- **Job**
Here are some records. Copy each one exactly.

--- START ---

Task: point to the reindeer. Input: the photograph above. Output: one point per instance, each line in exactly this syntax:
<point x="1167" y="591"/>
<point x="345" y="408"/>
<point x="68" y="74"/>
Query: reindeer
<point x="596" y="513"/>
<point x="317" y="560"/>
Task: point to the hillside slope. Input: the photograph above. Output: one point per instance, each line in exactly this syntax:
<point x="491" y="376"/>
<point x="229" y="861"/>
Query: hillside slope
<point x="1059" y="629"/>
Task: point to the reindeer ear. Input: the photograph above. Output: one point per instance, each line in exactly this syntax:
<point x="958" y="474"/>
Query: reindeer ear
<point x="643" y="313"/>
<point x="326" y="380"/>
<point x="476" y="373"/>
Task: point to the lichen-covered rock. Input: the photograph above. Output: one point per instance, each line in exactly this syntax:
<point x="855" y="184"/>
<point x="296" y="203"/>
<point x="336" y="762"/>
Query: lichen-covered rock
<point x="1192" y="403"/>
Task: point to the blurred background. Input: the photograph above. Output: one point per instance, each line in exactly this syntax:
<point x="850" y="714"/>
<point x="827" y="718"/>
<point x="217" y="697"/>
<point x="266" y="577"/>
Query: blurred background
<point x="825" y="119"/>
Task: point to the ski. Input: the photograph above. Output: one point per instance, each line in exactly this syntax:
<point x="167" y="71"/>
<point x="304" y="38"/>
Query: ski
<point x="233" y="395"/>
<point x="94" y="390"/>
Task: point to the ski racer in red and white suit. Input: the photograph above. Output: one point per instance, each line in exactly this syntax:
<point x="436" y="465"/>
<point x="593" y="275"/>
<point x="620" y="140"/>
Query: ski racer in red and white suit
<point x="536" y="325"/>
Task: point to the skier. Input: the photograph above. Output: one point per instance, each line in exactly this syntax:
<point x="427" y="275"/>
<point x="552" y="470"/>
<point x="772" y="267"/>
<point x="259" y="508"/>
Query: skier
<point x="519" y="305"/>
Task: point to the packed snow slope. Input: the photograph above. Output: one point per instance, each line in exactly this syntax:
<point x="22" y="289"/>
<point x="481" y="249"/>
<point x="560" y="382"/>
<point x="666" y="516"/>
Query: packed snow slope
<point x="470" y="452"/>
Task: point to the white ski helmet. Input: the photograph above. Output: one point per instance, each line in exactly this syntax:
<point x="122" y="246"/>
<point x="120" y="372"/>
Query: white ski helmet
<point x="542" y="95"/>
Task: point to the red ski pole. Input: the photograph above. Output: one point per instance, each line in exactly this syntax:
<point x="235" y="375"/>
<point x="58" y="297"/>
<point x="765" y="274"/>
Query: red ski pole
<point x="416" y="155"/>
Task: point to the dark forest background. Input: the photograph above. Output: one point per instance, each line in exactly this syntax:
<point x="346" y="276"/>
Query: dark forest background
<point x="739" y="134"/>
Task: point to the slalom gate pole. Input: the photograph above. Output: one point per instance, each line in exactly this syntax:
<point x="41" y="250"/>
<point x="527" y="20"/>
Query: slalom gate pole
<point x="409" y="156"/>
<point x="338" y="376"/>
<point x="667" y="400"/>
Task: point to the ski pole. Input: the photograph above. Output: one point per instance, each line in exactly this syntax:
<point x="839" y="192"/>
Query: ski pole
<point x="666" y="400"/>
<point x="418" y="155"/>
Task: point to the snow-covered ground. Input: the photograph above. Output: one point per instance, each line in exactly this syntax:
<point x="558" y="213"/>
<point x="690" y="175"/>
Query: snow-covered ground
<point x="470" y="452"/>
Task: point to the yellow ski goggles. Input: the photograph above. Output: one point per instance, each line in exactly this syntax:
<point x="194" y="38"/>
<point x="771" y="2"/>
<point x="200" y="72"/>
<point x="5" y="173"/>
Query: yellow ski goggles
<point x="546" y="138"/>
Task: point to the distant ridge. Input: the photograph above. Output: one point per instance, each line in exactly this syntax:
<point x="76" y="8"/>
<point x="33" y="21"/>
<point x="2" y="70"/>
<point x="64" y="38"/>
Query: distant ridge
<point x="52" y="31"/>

--- END ---

- **Written solution**
Task: point to the reindeer. Input: the photograph above. Output: one point per instance, each line in exactly this syntax:
<point x="1167" y="591"/>
<point x="345" y="408"/>
<point x="68" y="74"/>
Query: reindeer
<point x="596" y="513"/>
<point x="317" y="560"/>
Task: point to the hillside slope. Input: the photograph above. Output: one point per instance, each line in exactly this syntax:
<point x="491" y="376"/>
<point x="229" y="861"/>
Query: hillside slope
<point x="1059" y="629"/>
Task: point to the reindeer ear. Input: the photograph above. Output: one point per instance, each line in exactly this syntax:
<point x="958" y="474"/>
Query: reindeer ear
<point x="643" y="313"/>
<point x="326" y="380"/>
<point x="476" y="373"/>
Task: point to the lichen-covered rock. Input: the photograph above. Output: one point per instance, each line in exactly this syntax:
<point x="855" y="184"/>
<point x="296" y="203"/>
<point x="336" y="762"/>
Query: lichen-covered rock
<point x="1192" y="403"/>
Task: point to the blurred background. Input: the photograph above. Output: one point per instance, each line in exactly this syntax:
<point x="850" y="714"/>
<point x="827" y="718"/>
<point x="217" y="697"/>
<point x="266" y="577"/>
Query: blurred background
<point x="825" y="119"/>
Task: point to the ski. Input: the photograph above. Output: one point per instance, each line in exactly this syntax:
<point x="167" y="71"/>
<point x="304" y="38"/>
Query: ski
<point x="233" y="395"/>
<point x="94" y="390"/>
Task: point to the ski racer in red and white suit. Input: the photograph above. Output: one point per instance, each line in exactly this syntax:
<point x="436" y="465"/>
<point x="593" y="275"/>
<point x="620" y="140"/>
Query: ski racer in red and white suit
<point x="536" y="325"/>
Task: point to the skier. Input: the photograph above. Output: one point per instance, each line in exactly this syntax:
<point x="427" y="275"/>
<point x="552" y="470"/>
<point x="772" y="267"/>
<point x="259" y="508"/>
Query: skier
<point x="519" y="305"/>
Task: point to the packed snow slope. Input: the photograph above. Output: one point per instance, each line in exactly this syntax:
<point x="22" y="289"/>
<point x="481" y="249"/>
<point x="560" y="382"/>
<point x="666" y="516"/>
Query: packed snow slope
<point x="470" y="452"/>
Task: point to the white ski helmet. Input: the photograph above. Output: one point per instance, each line in exactly this syntax:
<point x="122" y="246"/>
<point x="120" y="372"/>
Query: white ski helmet
<point x="542" y="95"/>
Task: point to the red ski pole. Input: the photograph above. Output: one point per instance, each line in exactly this syntax:
<point x="235" y="375"/>
<point x="58" y="297"/>
<point x="765" y="274"/>
Query: red ski pole
<point x="416" y="155"/>
Task: point to the dark forest background. Input: the photograph above. Output: one point per instance, each line in exactly this syntax:
<point x="346" y="276"/>
Query: dark forest background
<point x="739" y="134"/>
Task: point to the slalom gate pole. Input: the photograph above. Output: one point per instance, each line in exactly this syntax:
<point x="41" y="250"/>
<point x="527" y="20"/>
Query: slalom gate pole
<point x="409" y="156"/>
<point x="338" y="376"/>
<point x="667" y="400"/>
Task: point to the ski pole. Input: the photograph above. Output: one point per instance, each line in exactly this syntax:
<point x="839" y="192"/>
Query: ski pole
<point x="666" y="400"/>
<point x="418" y="155"/>
Task: point to the snow-covered ground. Input: the photograph above. Output: one point per instance, each line in exactly this syntax:
<point x="558" y="213"/>
<point x="690" y="175"/>
Query: snow-covered ground
<point x="470" y="452"/>
Task: point to the yellow ski goggles. Input: the photograph above. Output: one point per instance, each line in exactly this syntax:
<point x="194" y="38"/>
<point x="771" y="2"/>
<point x="200" y="72"/>
<point x="5" y="173"/>
Query: yellow ski goggles
<point x="546" y="138"/>
Task: point to the distant ridge. Input: the photograph above. Output: one point per instance, each line in exactly this syntax:
<point x="76" y="8"/>
<point x="33" y="21"/>
<point x="2" y="70"/>
<point x="64" y="38"/>
Query: distant ridge
<point x="52" y="31"/>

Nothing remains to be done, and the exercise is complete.